(Gespeicherte Dateneinträge)
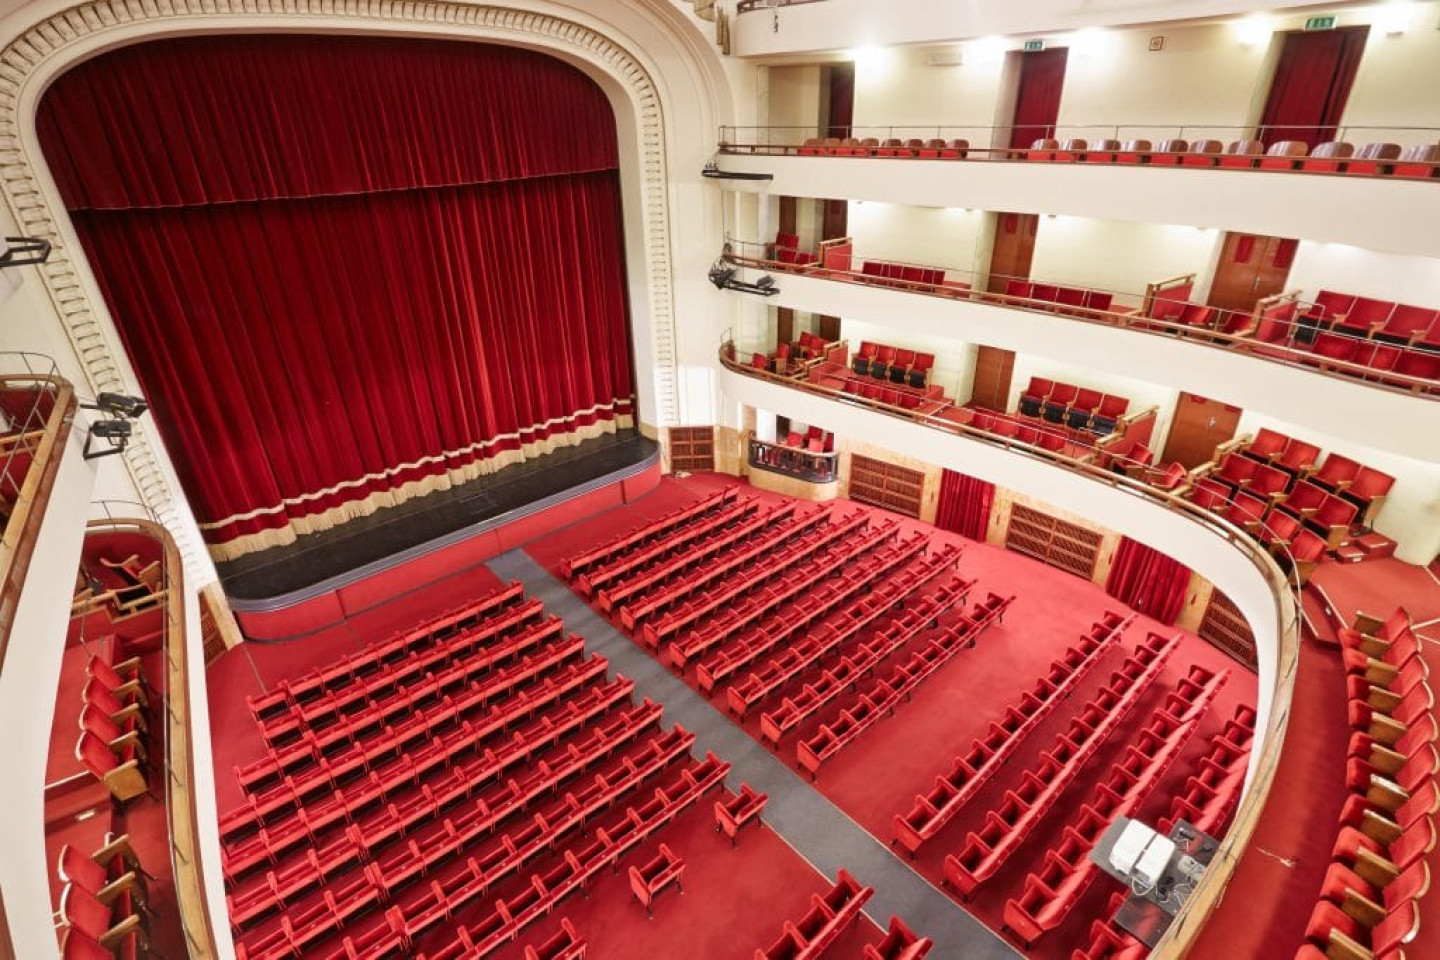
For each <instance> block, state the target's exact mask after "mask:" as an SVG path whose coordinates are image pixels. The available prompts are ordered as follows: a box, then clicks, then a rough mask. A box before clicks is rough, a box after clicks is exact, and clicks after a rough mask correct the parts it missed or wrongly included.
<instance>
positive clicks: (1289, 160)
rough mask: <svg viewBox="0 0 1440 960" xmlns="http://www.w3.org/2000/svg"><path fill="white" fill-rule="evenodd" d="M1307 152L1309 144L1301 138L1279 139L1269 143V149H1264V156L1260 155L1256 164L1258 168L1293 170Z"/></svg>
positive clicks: (1303, 156)
mask: <svg viewBox="0 0 1440 960" xmlns="http://www.w3.org/2000/svg"><path fill="white" fill-rule="evenodd" d="M1308 153H1310V145H1309V144H1308V142H1305V141H1303V140H1280V141H1276V142H1273V144H1270V150H1267V151H1264V157H1260V163H1257V164H1256V166H1257V167H1259V168H1260V170H1295V167H1296V164H1297V163H1299V161H1300V158H1302V157H1305V154H1308Z"/></svg>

*Auftrag*
Kannst du die Daten oben vollständig und Zeile für Zeile wortgetreu kopieren, die Bilder aber weglassen?

*Ergebnis der Übung*
For each <instance> block, state the target's exact mask after "mask:" as an SVG path whose coordinates are image pixels. The available prompts are ordered as follows: a box, then clicks, then a rough mask. A box before clicks is rough, a box after clicks is exact, and clicks after a rough mask correct the parts it missed or wrongly included.
<instance>
positive clicks: (1289, 160)
rough mask: <svg viewBox="0 0 1440 960" xmlns="http://www.w3.org/2000/svg"><path fill="white" fill-rule="evenodd" d="M1307 152L1309 144L1301 138L1279 139L1269 143V149H1264V156L1260 155L1256 164L1258 168L1293 170Z"/></svg>
positive clicks: (1303, 156)
mask: <svg viewBox="0 0 1440 960" xmlns="http://www.w3.org/2000/svg"><path fill="white" fill-rule="evenodd" d="M1308 153H1310V145H1309V144H1308V142H1305V141H1303V140H1280V141H1276V142H1273V144H1270V150H1267V151H1264V157H1260V163H1257V164H1256V166H1257V167H1259V168H1260V170H1295V167H1296V164H1297V163H1299V161H1300V158H1302V157H1305V154H1308Z"/></svg>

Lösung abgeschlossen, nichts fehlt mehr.